**What you should do**
Reproduce the listing below line for line, without changing a single character.

**Data rows**
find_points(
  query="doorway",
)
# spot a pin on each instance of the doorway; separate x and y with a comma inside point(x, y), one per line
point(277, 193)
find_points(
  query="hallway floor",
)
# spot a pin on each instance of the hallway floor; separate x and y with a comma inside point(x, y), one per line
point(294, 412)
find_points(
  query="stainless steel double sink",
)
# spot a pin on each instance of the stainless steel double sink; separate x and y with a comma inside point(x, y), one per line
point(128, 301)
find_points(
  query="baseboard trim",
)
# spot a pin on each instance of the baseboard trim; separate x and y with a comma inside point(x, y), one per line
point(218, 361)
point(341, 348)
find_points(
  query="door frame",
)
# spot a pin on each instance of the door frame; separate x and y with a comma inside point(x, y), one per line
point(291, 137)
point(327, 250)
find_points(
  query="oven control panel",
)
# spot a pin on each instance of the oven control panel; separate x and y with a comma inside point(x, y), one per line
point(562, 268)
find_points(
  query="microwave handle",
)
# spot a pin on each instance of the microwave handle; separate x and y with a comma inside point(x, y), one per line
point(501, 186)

**Written reply**
find_points(
  query="doorway",
)
# spot a pin on each instance of the doorway; separate x and y with a comma inside point(x, y), one per line
point(277, 193)
find_points(
  query="hallway floor",
)
# spot a pin on each instance of the hallway floor; separate x and y with a comma inside point(x, y), one per line
point(294, 412)
find_points(
  query="stainless steel double sink",
)
# spot a pin on each instance of the stainless steel double sink; separate x and y with a comma inside point(x, y), one per line
point(128, 301)
find_points(
  query="baseboard trim",
)
# spot a pin on each instance of the baseboard trim; separate x and y with a comma inside point(x, y), one per line
point(218, 361)
point(341, 348)
find_points(
  query="door frame",
)
# spot a pin on each instance of the door frame; separate x and y with a comma inside point(x, y), one per line
point(291, 137)
point(327, 250)
find_points(
  query="oven control panel",
)
# spot a pin on each instance of the oven control panel; separate x and y with a comma inside point(x, y), one per line
point(562, 268)
find_points(
  query="microwave handle",
)
# spot a pin on each instance of the microwave handle; separate x and y with a comma inside point(x, y), one per line
point(501, 186)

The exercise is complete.